Task details.
Set down every record below exactly as written.

Materials provided.
>>>>

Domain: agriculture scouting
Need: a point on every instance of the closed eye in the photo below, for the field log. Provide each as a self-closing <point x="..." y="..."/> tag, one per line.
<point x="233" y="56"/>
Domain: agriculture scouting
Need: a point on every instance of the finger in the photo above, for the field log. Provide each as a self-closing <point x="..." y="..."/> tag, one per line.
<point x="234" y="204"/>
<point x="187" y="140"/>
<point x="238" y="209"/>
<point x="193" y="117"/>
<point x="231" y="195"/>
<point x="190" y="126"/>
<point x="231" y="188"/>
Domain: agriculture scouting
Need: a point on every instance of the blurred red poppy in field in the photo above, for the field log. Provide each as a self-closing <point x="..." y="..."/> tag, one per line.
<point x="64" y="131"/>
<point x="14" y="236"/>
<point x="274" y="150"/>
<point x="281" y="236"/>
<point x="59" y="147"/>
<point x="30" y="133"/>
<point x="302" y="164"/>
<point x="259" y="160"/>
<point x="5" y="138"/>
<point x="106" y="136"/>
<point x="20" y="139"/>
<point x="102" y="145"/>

<<<<

Task output.
Domain: agriculture scouting
Need: a point on every instance of the closed eye in the photo below, for the field log. Provide each as a self-closing <point x="..." y="..."/> tag, one per line.
<point x="233" y="56"/>
Domain: agriculture scouting
Need: a point on every instance of the finger in the photo above, for the field log. Provide each as a self-closing <point x="..." y="..."/> tag, one per line.
<point x="234" y="204"/>
<point x="187" y="140"/>
<point x="238" y="209"/>
<point x="193" y="117"/>
<point x="231" y="195"/>
<point x="190" y="126"/>
<point x="231" y="188"/>
Domain: agriculture scouting
Need: a point on every instance of the blurred red poppy in field in the photo above, for the field log. Provide each as a self-closing <point x="..." y="..."/> tag, one per line.
<point x="64" y="131"/>
<point x="14" y="236"/>
<point x="274" y="150"/>
<point x="281" y="236"/>
<point x="59" y="147"/>
<point x="30" y="133"/>
<point x="302" y="164"/>
<point x="259" y="160"/>
<point x="5" y="138"/>
<point x="106" y="136"/>
<point x="20" y="139"/>
<point x="102" y="145"/>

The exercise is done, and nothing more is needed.